▶ **EXERCISE DESCRIPTION**
With the images excluded, set down every line of the listing below exactly.

▶ **PROVIDED INFORMATION**

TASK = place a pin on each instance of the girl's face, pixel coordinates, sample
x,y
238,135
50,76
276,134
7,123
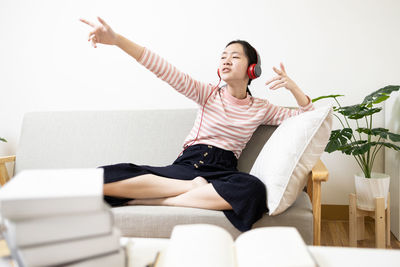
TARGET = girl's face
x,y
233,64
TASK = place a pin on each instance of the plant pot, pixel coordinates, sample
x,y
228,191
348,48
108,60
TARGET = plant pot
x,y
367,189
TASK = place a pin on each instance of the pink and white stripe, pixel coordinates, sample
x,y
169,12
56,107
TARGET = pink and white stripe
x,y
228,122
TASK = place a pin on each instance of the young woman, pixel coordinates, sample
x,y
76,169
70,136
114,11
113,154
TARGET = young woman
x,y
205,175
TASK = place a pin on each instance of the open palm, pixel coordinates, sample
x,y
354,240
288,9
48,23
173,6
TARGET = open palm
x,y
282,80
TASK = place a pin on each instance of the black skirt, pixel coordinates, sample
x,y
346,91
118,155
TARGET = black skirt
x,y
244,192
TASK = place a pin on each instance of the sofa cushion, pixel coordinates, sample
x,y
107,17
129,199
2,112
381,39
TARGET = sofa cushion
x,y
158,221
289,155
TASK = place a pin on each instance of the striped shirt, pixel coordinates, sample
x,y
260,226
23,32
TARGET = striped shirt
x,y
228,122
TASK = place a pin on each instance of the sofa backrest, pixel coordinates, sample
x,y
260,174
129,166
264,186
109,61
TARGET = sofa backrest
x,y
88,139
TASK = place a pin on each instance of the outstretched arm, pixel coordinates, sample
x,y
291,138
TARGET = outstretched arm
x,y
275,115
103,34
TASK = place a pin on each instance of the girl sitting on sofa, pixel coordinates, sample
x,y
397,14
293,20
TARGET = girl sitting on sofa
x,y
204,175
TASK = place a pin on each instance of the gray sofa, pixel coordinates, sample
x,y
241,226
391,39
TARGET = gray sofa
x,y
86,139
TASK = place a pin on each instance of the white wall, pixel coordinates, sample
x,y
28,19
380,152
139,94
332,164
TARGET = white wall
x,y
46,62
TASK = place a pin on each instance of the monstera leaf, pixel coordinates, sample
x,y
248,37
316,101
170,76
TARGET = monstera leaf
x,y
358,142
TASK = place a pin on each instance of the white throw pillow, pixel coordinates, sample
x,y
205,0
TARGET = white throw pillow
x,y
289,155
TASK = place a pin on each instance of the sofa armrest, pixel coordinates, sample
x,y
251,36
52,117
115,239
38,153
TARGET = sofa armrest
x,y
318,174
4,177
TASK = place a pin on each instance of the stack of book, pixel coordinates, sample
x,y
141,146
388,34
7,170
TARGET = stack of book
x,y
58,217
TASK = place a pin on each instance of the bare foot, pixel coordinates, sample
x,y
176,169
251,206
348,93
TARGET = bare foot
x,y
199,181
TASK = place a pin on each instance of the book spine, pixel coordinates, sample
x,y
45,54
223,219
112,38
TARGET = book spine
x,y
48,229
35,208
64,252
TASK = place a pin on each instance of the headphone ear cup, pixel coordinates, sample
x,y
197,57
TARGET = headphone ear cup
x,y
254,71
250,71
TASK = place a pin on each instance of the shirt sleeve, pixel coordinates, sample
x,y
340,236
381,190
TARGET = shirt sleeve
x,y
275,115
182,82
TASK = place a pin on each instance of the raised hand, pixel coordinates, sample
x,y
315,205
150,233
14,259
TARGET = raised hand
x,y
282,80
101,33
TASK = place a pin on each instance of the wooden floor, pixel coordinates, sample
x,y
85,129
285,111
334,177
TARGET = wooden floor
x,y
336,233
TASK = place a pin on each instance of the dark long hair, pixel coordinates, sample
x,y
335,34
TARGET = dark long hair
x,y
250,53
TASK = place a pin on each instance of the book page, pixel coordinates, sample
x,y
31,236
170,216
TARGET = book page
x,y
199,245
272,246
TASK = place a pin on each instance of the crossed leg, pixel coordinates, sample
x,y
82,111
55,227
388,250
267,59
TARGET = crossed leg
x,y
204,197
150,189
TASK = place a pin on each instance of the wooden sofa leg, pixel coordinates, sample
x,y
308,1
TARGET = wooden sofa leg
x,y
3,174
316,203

▶ **RESPONSE BELOW**
TASK = place a pin on each instance of the girl's face, pixel coordinates, sample
x,y
238,135
50,76
276,134
7,123
TARGET = girl's face
x,y
233,64
TASK = place a pin on each instance of the plant pot, pixel coordinates, sample
x,y
228,191
348,48
108,60
TARGET = plant pot
x,y
367,189
TASK = place a pin on each instance of the pink and white stripe, pixel coordinates, sample
x,y
169,12
56,107
TARGET = pink and white stripe
x,y
228,122
TASK = place a pin on each instance of the young woman, pixel coordinates, sample
x,y
76,169
70,136
114,11
113,154
TARGET = young woman
x,y
205,175
TASK = place a pin on each instance of the open palm, pixel coordinates, sample
x,y
354,240
288,9
48,23
173,6
TARGET = open palm
x,y
282,80
TASK = place a pin on each instance of the black skirt, pixel coordinates, sample
x,y
346,91
118,155
TARGET = black skirt
x,y
244,192
TASK = place a pin on each instance of the sofa cushion, pixel coordinates, sample
x,y
107,17
129,199
2,112
381,39
TARGET = sofa cushion
x,y
158,221
289,155
TASK = place a pin on each instance of the striped shirt, pixel coordinates, sample
x,y
260,226
23,32
TARGET = striped shirt
x,y
228,122
TASK = place a pin on each instance of the sofa backrest, pixel coordinates, sample
x,y
260,174
129,166
264,186
109,61
TARGET = sofa backrest
x,y
88,139
TASK = place a pin on each instance of the outstretched arm, pixel coordinates, sample
x,y
291,138
TARGET = outstretched arm
x,y
275,115
103,34
TASK = place a pin on each instance of the girl sitting on sofa, pixel coordinates, sample
x,y
397,14
293,20
TARGET = girl sitting on sofa
x,y
204,175
TASK = place a pin on each instance of the gray sofa, pixel coordinates, sample
x,y
241,226
391,39
TARGET = gray sofa
x,y
86,139
TASK = place a pin on each instance of the white wall, pixel coordinates, sample
x,y
28,19
380,152
139,94
332,164
TARGET = white wall
x,y
46,62
TASK = place a pin on each instance of the monstera leaf, pixel coordinates, sample
x,y
248,37
316,101
170,76
TARGET = monstera leaf
x,y
358,142
TASK = place a pin on each instance of the white throw pillow, pixel coordinates, sample
x,y
205,0
TARGET = white throw pillow
x,y
289,155
TASK = place a pin on each instance of the sofa armrest, pixel coordinates, sample
x,y
251,36
52,117
115,239
38,153
TARGET = sofa armrest
x,y
318,174
4,177
TASK = place a pin on each instance of the stack of book, pixel coordinates, sample
x,y
141,146
388,34
7,170
TARGET = stack of book
x,y
58,217
TASK = place a pin on each instance of the bare foot, pixel coordinates, sample
x,y
176,169
251,206
348,93
TARGET = bare foot
x,y
199,181
TASK = place a pin on each instance of the book spine, pixel coordinates, sample
x,y
45,54
223,219
112,38
TARGET = book spine
x,y
48,229
35,208
64,252
TASK = place a pin on each instance of the headphone ear cup, pixel coordinates, sample
x,y
197,57
TARGET = headphone ear cup
x,y
254,71
250,71
TASK = place a pin on each instance of the shirt sleeve, pixel coordinates, sample
x,y
340,236
381,190
TARGET = shirt sleeve
x,y
275,115
182,82
TASK = place a pin on each instance of the raised hand, pixel coordinates, sample
x,y
315,205
150,233
14,259
TARGET = raised hand
x,y
282,80
101,33
TASK = place a pin on each instance of the wooden floor, pixel coordinates, sample
x,y
85,129
285,111
334,177
TARGET = wooden floor
x,y
336,233
TASK = place a pin on each instance of the dark long hair, pixel coordinates, sample
x,y
335,34
TARGET = dark long hair
x,y
250,53
TASK = place a pin on each instance of the book page, pixel coordinates, sample
x,y
31,236
170,216
TARGET = book page
x,y
199,245
272,246
TASK = place a pin on each instance of the crossed leg, pixel coordinates, sample
x,y
82,111
55,227
388,250
267,59
TARGET = crossed leg
x,y
204,197
150,189
TASK = place a pin on each instance of the wooden sofa leg, pixel coordinates, sample
x,y
308,1
TARGET = wooden sofa leg
x,y
3,174
316,203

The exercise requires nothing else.